● **Exercise input**
——————————

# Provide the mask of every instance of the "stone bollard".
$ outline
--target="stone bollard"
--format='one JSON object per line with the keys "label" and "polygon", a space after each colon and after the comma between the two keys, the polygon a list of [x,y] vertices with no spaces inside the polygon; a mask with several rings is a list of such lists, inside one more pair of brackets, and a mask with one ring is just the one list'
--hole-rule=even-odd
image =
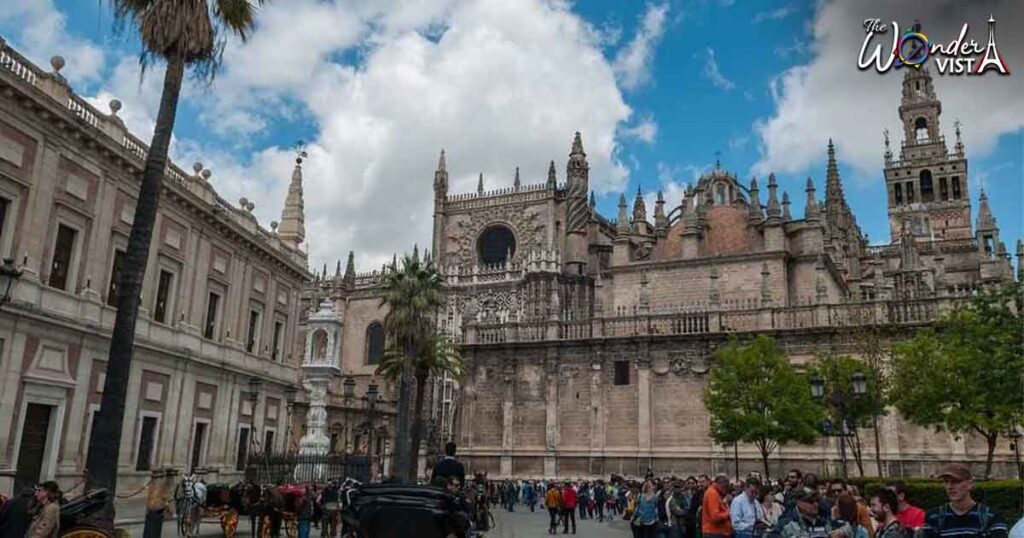
{"label": "stone bollard", "polygon": [[166,467],[153,471],[146,493],[146,524],[142,531],[144,538],[159,538],[163,532],[164,519],[170,514],[171,496],[177,481],[178,470]]}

——————————

● **Task statement**
Wherever the word "mask" shows up in the material, copy the line it is on.

● **Finished task**
# Provide the mask of every instance of the "stone bollard".
--format='one JSON object per line with the keys "label" and "polygon", a space after each colon and after the comma between the two keys, the polygon a list of [x,y] vertices with no spaces inside the polygon; a mask with several rings is a list of such lists, inside one more pair of brackets, and a mask with one ring is just the one list'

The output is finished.